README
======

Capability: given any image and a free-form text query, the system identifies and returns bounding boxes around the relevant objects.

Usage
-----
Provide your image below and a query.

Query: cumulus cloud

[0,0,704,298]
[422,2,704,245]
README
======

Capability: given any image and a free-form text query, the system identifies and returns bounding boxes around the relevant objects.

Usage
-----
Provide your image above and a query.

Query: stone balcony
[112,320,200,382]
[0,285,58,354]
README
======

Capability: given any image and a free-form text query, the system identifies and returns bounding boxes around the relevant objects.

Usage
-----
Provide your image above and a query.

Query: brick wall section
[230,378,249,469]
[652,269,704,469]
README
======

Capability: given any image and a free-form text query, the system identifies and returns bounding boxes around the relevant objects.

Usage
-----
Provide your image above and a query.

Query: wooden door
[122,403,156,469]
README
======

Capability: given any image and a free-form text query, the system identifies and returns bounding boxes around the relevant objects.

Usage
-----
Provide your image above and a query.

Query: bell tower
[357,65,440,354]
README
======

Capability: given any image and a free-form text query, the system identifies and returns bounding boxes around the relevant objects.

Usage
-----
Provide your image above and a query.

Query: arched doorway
☆ ☆ ☆
### AUFGABENSTELLUNG
Gib sämtliche Einträge oben Zeile für Zeile wortgetreu noch einmal wieder.

### AUSGEARBEITETE LÖSUNG
README
======

Capability: given any image and a free-form text query, the system identifies and returns bounding boxes around the relevant objects.

Usage
-----
Provide your image below and a query.

Query: cumulus cloud

[0,0,704,298]
[422,2,704,245]
README
======

Capability: given any image and a free-form text query, the system identifies and returns bounding boxes around the relevant objects.

Usage
-----
Provide your image above and a query.

Query: stone balcony
[112,320,200,382]
[0,285,58,354]
README
======

Capability: given any image and a free-form text query, the system identifies and returns bounding boxes around the relevant objects.

Usage
-----
Provide your image above and a query.

Query: brick wall section
[230,378,249,469]
[652,269,704,469]
README
======

Capability: given any image and a free-form text query, the system identifies and returns bounding boxes around the relevant objects.

Usage
-----
Provide your image above and a query.

Query: wooden door
[122,403,156,469]
README
======

Capability: given any image and a free-form text query, the system identifies and returns bounding boxes around the relevant objects.

Usage
-----
Provide your image above and a query.

Query: bell tower
[357,65,440,354]
README
======

Capability: given any image and a free-form text query, the system identifies and returns bounding boxes around the relevant objects.

Usage
-----
Provide your image above and a query.

Query: arched doorway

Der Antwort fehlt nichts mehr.